#### Written instruction:
Starting at the line that contains "Detect pedestrian crosswalk" and continuing through the last of the rows, present those lines as a numbered list, omitting any blank lines.

#### Records for this task:
## start

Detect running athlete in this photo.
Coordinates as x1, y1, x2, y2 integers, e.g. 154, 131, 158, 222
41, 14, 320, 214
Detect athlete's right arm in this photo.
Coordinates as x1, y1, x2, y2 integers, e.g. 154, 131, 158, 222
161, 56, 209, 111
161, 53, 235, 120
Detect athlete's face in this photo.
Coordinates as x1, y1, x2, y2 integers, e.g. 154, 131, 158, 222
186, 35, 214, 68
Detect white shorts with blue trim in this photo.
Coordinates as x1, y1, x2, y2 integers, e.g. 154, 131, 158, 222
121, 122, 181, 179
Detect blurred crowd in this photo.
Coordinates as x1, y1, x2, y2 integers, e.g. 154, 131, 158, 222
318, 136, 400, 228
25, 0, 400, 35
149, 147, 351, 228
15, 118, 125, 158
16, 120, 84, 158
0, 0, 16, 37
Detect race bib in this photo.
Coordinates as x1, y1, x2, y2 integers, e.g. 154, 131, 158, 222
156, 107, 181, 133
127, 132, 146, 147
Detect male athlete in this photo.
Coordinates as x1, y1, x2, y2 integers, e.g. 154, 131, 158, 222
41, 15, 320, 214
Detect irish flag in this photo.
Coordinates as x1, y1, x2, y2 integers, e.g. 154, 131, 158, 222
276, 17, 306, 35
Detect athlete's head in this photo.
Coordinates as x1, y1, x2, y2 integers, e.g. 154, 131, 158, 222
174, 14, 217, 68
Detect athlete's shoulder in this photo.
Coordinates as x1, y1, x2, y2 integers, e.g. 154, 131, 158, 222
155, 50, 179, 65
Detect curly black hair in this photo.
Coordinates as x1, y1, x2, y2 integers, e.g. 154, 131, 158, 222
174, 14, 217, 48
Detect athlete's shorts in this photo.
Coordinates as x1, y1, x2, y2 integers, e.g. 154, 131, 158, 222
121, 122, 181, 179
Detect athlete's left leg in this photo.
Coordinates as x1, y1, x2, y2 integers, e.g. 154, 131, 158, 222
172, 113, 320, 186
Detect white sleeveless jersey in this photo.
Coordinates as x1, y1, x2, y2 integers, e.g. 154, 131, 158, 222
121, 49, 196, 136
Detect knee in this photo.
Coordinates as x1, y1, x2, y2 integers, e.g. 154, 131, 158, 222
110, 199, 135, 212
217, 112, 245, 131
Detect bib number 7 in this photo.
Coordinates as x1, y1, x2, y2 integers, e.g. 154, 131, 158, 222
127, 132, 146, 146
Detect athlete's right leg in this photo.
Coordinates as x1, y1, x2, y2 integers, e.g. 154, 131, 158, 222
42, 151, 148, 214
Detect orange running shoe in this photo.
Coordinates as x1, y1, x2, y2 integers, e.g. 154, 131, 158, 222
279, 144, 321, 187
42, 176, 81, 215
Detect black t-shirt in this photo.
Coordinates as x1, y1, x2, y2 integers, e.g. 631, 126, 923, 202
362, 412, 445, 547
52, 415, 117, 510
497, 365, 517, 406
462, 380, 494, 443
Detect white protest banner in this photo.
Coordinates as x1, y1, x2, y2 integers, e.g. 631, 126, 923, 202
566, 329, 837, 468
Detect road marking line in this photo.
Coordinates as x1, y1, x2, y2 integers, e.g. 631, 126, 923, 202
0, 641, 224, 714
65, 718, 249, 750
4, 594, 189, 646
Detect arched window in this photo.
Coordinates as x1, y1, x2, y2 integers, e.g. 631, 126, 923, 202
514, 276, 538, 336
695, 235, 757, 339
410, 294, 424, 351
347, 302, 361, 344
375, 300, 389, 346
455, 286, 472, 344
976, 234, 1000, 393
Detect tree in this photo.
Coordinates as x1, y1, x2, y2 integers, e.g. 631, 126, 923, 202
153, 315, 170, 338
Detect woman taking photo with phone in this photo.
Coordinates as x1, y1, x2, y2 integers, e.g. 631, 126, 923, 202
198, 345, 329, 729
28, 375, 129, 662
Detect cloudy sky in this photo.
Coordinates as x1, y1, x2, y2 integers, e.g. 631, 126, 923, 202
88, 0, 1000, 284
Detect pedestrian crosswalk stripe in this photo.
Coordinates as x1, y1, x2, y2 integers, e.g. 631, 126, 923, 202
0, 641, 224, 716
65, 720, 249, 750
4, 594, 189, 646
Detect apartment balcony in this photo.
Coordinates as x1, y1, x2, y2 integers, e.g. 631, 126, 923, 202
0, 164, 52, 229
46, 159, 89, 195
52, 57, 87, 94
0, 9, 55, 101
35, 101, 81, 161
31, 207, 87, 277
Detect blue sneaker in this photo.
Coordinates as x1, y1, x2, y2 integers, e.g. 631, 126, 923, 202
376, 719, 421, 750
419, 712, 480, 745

## end

#### The answer:
1. Detect pedestrian crosswalk stripe in this photo.
2. Coordinates as x1, y1, x2, y2 integers, e.g. 631, 126, 923, 202
3. 0, 641, 224, 716
4. 65, 720, 249, 750
5. 4, 594, 189, 646
6. Detect apartment balcony in this photo.
7. Coordinates as x1, y1, x2, y2 integers, e.g. 631, 126, 923, 202
8. 0, 164, 52, 229
9. 46, 159, 89, 195
10. 52, 57, 87, 94
11. 0, 9, 55, 101
12. 35, 101, 81, 161
13. 31, 207, 87, 277
14. Detect blue sneaker in this photo.
15. Coordinates as x1, y1, x2, y2 integers, e.g. 631, 126, 923, 202
16. 376, 719, 421, 750
17. 419, 712, 480, 745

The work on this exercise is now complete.